WHAT YOU ARE ASKED TO DO – Please write out the lines below word for word, from the first one up to and including the line with "<point>332,129</point>". Leave the pictures out of your answer.

-- start of INPUT --

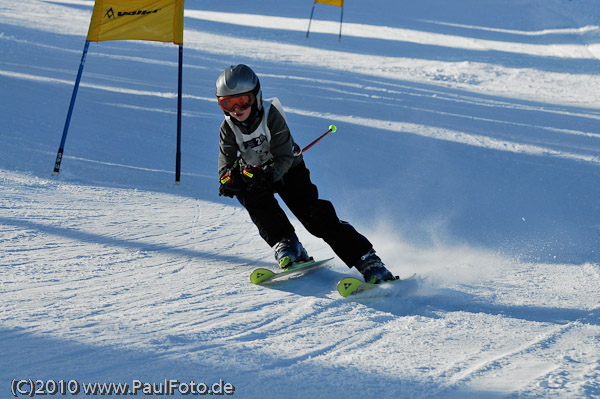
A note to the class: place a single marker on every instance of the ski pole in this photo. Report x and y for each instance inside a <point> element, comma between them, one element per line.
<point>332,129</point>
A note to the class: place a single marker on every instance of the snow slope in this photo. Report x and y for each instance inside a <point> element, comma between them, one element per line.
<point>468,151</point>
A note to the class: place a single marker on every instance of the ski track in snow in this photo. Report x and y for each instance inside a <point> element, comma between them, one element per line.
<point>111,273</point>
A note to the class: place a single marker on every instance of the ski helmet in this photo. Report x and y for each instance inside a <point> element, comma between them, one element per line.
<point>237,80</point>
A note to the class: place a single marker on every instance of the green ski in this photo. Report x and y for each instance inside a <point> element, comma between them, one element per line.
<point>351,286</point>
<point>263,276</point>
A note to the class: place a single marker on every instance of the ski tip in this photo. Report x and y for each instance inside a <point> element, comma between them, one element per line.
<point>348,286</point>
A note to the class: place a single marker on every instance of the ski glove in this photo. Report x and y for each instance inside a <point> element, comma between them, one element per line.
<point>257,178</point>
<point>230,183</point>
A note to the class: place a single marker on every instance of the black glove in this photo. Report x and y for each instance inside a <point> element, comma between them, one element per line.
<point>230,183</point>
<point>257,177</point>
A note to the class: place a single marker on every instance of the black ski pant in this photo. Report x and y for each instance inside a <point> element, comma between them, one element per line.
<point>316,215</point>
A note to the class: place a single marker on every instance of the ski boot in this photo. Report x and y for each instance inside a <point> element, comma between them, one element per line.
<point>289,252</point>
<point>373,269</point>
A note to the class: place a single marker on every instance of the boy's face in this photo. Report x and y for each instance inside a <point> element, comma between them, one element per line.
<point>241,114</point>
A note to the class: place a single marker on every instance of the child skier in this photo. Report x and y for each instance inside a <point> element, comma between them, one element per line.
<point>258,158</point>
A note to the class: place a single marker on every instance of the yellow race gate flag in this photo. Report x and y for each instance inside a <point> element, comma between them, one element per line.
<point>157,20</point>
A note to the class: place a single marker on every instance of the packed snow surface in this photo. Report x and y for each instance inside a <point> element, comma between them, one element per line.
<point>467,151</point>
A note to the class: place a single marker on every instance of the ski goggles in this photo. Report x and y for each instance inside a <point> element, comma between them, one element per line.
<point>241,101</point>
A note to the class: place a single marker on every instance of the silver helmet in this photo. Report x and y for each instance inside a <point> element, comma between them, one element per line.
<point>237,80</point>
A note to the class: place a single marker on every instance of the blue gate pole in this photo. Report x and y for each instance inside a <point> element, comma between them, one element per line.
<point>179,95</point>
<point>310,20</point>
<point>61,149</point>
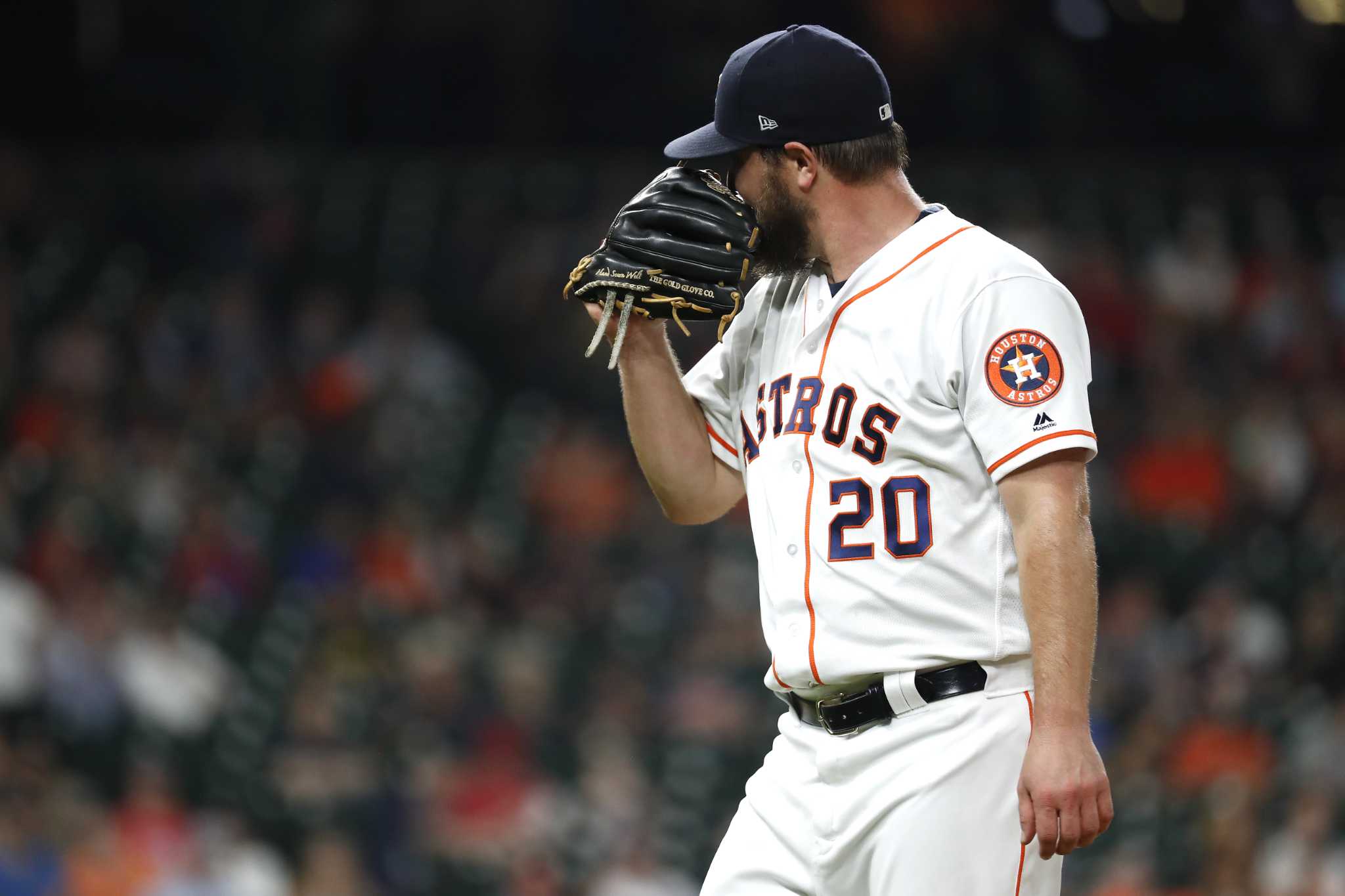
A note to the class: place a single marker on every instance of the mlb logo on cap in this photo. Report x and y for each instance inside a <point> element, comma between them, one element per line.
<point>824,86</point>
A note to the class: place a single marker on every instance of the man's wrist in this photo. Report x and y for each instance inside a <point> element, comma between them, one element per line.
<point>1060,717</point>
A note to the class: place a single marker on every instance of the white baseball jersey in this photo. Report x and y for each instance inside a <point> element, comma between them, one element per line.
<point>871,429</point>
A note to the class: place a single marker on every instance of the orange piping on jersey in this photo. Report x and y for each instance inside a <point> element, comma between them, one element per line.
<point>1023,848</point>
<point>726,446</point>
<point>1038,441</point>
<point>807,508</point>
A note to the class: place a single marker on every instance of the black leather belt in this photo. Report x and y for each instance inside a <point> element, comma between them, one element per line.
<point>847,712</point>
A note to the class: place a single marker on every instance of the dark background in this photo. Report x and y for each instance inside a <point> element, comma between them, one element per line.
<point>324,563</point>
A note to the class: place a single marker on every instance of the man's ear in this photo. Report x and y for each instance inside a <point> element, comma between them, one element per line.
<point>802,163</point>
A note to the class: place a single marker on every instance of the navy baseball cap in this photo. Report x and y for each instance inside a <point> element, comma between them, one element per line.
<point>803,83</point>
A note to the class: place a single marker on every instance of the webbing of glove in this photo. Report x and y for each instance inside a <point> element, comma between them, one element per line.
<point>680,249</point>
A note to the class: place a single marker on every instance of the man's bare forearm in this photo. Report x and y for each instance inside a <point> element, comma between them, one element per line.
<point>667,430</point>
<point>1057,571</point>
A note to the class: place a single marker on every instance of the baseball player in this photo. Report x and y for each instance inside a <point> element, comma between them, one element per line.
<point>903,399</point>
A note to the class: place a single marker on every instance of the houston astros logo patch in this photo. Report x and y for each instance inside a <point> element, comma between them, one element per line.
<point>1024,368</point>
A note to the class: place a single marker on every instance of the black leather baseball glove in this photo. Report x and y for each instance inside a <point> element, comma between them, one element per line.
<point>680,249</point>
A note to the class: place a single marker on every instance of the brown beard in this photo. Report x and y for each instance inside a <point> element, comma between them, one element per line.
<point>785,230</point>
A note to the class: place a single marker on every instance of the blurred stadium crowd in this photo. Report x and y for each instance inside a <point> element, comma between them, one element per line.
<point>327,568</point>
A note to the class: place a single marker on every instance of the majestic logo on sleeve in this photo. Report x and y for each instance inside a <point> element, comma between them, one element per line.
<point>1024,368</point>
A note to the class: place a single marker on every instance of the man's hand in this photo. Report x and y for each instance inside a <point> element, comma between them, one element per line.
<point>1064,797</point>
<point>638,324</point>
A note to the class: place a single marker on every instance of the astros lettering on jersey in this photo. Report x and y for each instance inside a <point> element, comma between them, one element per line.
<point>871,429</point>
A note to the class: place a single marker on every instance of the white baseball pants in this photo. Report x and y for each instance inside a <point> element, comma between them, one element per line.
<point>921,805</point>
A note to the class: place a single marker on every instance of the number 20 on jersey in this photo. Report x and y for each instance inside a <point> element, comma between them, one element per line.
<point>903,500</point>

-- end of INPUT --

EXPECTED OUTPUT –
A note to the class: place a single marker on every instance of the ski pole in this photo. Report x and y for each instance inside a <point> element, comma between them, one element per line.
<point>332,129</point>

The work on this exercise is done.